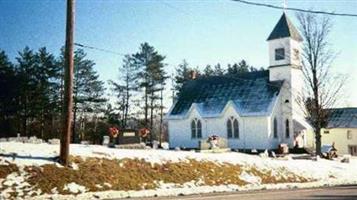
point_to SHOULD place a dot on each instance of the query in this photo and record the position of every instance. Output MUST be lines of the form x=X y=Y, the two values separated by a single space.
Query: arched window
x=235 y=128
x=193 y=129
x=232 y=128
x=229 y=128
x=199 y=129
x=275 y=128
x=287 y=129
x=196 y=128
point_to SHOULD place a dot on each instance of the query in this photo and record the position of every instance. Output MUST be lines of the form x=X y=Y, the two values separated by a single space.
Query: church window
x=275 y=128
x=199 y=129
x=279 y=54
x=296 y=54
x=196 y=128
x=349 y=134
x=287 y=129
x=232 y=128
x=229 y=128
x=235 y=128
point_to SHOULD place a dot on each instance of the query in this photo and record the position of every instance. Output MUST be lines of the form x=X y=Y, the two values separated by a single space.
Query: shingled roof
x=342 y=118
x=251 y=94
x=284 y=28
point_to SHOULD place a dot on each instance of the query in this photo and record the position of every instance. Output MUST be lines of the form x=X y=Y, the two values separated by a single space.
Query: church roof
x=251 y=94
x=284 y=28
x=342 y=118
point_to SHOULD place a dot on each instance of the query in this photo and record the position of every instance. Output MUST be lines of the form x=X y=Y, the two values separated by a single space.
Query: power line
x=99 y=49
x=296 y=9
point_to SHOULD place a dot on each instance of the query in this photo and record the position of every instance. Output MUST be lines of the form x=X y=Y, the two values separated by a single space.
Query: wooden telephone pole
x=68 y=85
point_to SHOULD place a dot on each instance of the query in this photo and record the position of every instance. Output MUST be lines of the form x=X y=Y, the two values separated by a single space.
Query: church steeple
x=284 y=44
x=284 y=28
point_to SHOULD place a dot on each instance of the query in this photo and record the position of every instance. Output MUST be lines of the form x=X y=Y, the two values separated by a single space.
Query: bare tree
x=322 y=87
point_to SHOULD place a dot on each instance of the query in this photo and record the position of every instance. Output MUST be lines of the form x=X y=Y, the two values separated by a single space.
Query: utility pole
x=68 y=85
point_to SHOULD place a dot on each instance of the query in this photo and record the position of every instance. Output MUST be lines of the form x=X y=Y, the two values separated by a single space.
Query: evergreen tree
x=8 y=94
x=150 y=65
x=208 y=71
x=125 y=87
x=27 y=70
x=218 y=71
x=183 y=74
x=49 y=76
x=88 y=90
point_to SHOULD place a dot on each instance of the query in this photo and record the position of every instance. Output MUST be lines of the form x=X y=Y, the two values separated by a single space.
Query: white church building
x=254 y=110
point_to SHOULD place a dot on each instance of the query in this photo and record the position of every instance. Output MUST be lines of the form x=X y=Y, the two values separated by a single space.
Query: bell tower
x=284 y=45
x=285 y=65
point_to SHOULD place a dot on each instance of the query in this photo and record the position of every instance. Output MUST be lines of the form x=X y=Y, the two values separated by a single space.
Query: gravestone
x=128 y=136
x=106 y=140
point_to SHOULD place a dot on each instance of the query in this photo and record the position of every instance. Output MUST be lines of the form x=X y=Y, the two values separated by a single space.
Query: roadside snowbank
x=324 y=172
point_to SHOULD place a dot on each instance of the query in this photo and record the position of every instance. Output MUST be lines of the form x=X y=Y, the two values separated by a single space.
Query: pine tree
x=125 y=87
x=48 y=90
x=8 y=94
x=182 y=75
x=208 y=71
x=88 y=90
x=28 y=85
x=150 y=65
x=218 y=71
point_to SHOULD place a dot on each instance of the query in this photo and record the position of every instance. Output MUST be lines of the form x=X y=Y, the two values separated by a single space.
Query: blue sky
x=202 y=32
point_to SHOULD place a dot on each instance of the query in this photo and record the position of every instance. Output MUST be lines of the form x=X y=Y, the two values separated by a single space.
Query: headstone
x=128 y=136
x=165 y=145
x=106 y=140
x=54 y=141
x=155 y=144
x=346 y=159
x=265 y=154
x=85 y=142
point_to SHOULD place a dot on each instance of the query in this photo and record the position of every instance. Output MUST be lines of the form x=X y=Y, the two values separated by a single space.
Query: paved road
x=331 y=193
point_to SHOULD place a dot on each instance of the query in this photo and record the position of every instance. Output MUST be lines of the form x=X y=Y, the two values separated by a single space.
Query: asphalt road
x=328 y=193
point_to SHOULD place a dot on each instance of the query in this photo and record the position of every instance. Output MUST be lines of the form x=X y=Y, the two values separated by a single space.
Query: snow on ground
x=326 y=172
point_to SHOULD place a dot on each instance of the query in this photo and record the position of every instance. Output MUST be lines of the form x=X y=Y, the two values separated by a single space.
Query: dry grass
x=135 y=174
x=5 y=170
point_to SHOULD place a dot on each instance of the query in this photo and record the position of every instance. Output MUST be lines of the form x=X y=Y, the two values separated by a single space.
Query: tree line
x=31 y=94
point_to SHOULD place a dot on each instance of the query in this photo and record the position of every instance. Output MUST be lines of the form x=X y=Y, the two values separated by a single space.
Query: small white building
x=255 y=110
x=341 y=130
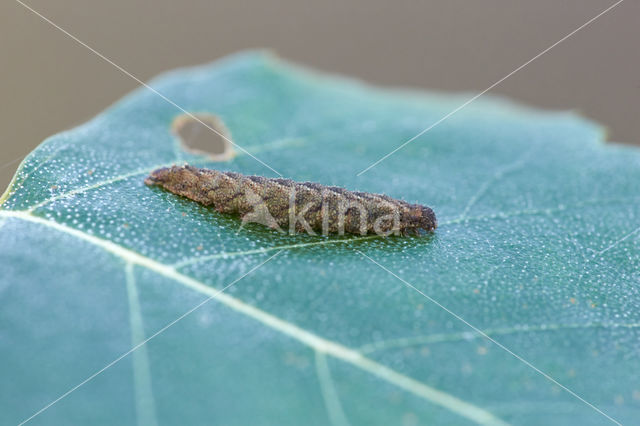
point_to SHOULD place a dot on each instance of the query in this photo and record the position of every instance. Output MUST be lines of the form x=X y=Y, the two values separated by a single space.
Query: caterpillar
x=295 y=206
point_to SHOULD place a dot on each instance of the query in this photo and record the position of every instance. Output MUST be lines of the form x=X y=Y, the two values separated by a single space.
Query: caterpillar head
x=417 y=220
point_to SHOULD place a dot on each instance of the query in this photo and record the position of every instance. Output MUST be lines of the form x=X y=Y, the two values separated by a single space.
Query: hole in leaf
x=196 y=136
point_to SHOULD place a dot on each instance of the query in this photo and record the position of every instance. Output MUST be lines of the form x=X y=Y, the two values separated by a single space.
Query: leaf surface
x=538 y=246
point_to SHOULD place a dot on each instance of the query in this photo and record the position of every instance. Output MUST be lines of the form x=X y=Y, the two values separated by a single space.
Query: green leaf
x=538 y=246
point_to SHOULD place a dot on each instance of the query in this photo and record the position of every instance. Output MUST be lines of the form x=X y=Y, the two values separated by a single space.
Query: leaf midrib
x=319 y=344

■ **Task goal**
Output the material word for word, omitting its pictures.

■ **Expected answer**
point_to SHOULD place a dot on each instance of the query in this photo and record the position of every instance. Output MUST be lines of the form x=X y=Y, the two values separated by a single space.
Query: arched window
x=235 y=128
x=193 y=129
x=232 y=128
x=229 y=128
x=199 y=129
x=275 y=128
x=287 y=129
x=196 y=128
point_to SHOULD place a dot on each instance of the query in this photo and record the position of every instance. Output MUST be lines of the form x=X y=Y, the two values separated by a single space.
Query: church window
x=275 y=128
x=199 y=129
x=279 y=54
x=296 y=54
x=196 y=128
x=349 y=134
x=287 y=129
x=232 y=128
x=229 y=128
x=235 y=128
point_to SHOULD place a dot on each instance of the query in this photo and record the position of every instance. Output MUST be lines of the form x=X y=Y, the two values separated by a single space.
Query: shingled roof
x=342 y=118
x=251 y=94
x=284 y=28
point_to SHOULD place a dot on each instance of the query in this photo and record the position of every instance. Output MUST be lines of the form x=X y=Y, the two values separated by a single space.
Query: church roof
x=251 y=94
x=284 y=28
x=342 y=118
point_to SHOULD place a dot on each instance of the query in this photo and record the position of every instance. Output MUST be lines of the form x=X y=Y, the two values separated by a single space.
Query: power line
x=99 y=49
x=296 y=9
point_to SHOULD place a dot on each instance of the query in this photo and record the position of every instance. Output MUST be lines of the form x=X y=Y, the two values separated by a single space.
Query: wooden telephone pole
x=68 y=85
point_to SHOULD place a dot on each instance of the query in this photo and record the position of every instance. Output MUST be lines of the form x=X y=Y, the two values separated by a single space.
Query: church steeple
x=284 y=44
x=284 y=28
point_to SHOULD place a dot on each instance of the query in this photo and record the position of every instance. Output MUST be lines of the form x=X y=Y, the two values separated by a single space.
Query: bare tree
x=322 y=87
point_to SHOULD place a dot on each instance of the query in this photo and record the position of every instance. Output MUST be lines of the form x=X y=Y, the two values separated by a single space.
Query: utility pole
x=68 y=85
point_to SHOULD place a dot on each instance of the query in this photo and record the position of every instance. Output MUST be lines of the form x=X y=Y, the two values separated by a single space.
Query: evergreen tree
x=8 y=94
x=150 y=65
x=208 y=71
x=125 y=87
x=27 y=70
x=218 y=71
x=183 y=74
x=49 y=76
x=88 y=90
point_to SHOULD place a dot on each instance of the query in this photo and record the position of every instance. Output MUST be lines of the form x=X y=Y, the two values separated by a single space.
Query: white church building
x=254 y=110
point_to SHOULD place a dot on each instance of the query in this photo and record the position of every instance. Output MUST be lines of the form x=X y=Y, the two values separated by a single space.
Query: bell tower
x=284 y=45
x=285 y=65
point_to SHOULD place a dot on each instance of the query in this photo and record the position of every instance. Output MUST be lines of the form x=X y=Y, the two values separated by a single space.
Query: gravestone
x=128 y=136
x=106 y=140
point_to SHOULD place a dot on each instance of the query in this photo and record the position of every instance. Output MUST be lines of the form x=X y=Y, the two values separated by a single space.
Query: roadside snowbank
x=324 y=172
point_to SHOULD place a dot on each instance of the query in this photo and record the position of every instance. Output MUST be lines of the form x=X y=Y, the two values separated by a single space.
Query: pine tree
x=125 y=87
x=48 y=90
x=8 y=94
x=182 y=75
x=208 y=71
x=88 y=90
x=28 y=85
x=150 y=65
x=218 y=71
point_to SHOULD place a dot on each instance of the query in this photo and record the position of every instance. Output MUST be lines of the form x=X y=Y, the two values separated by a single space.
Query: blue sky
x=202 y=32
point_to SHOULD place a dot on each instance of the query in this photo and record the position of every instance. Output MUST be lines of the form x=X y=Y, the two values separated by a single space.
Query: headstone
x=128 y=136
x=165 y=145
x=106 y=140
x=54 y=141
x=155 y=144
x=346 y=159
x=265 y=154
x=85 y=142
point_to SHOULD place a dot on each instance of the query in this photo and record the position of every instance. Output MUST be lines of the form x=X y=Y, the two values separated by a single space.
Query: paved road
x=331 y=193
point_to SHOULD place a dot on each instance of the query in this photo and record the position of every instance. Output MUST be lines of the form x=X y=Y, the two values separated by a single space.
Query: asphalt road
x=328 y=193
point_to SHOULD place a dot on each instance of the query in this photo and record the position of every instance. Output MUST be lines of the form x=X y=Y, the two values separated by a single space.
Query: snow on ground
x=326 y=172
point_to SHOULD place a dot on each instance of the query in this photo and record the position of every instance. Output MUST be lines of the form x=X y=Y, the two values separated by a single space.
Query: dry grass
x=135 y=174
x=5 y=170
point_to SHOULD place a dot on each instance of the query in this photo and record the position of every instance. Output MUST be lines of the form x=X y=Y, the two values separated by a single space.
Query: tree line
x=31 y=94
point_to SHOULD place a dot on each instance of the query in this photo and record the position of every instance. Output MUST be lines of the form x=X y=Y, the two values separated by a single space.
Query: small white building
x=255 y=110
x=341 y=130
point_to SHOULD place a dot on each instance of the query in this photo and record the position of every instance. Output MUST be lines of the form x=X y=Y, the two values separated by a single space.
Query: caterpillar
x=295 y=206
point_to SHOULD place a dot on each instance of the query in this photo and record the position of every instance. Output MUST be lines of the form x=X y=Y, the two values separated by a single space.
Query: caterpillar head
x=417 y=220
point_to SHOULD place a dot on each instance of the query in this photo and record the position of every instance. Output MUST be lines of the form x=X y=Y, the two values separated by a single space.
Query: hole in leaf
x=196 y=136
point_to SHOULD place a dot on each instance of the query in this photo and record the position of every instance. Output MUST be lines of the form x=X y=Y, the two values separated by a single space.
Query: leaf surface
x=538 y=246
point_to SHOULD place a dot on each instance of the query in this photo and record the position of every instance. Output MUST be lines of the form x=X y=Y, the two values separated by a single space.
Query: green leaf
x=538 y=246
point_to SHOULD place a dot on each instance of the query in this photo and record the position of every instance. Output MUST be lines of the form x=X y=Y, the two values separated by a single space.
Query: leaf midrib
x=319 y=344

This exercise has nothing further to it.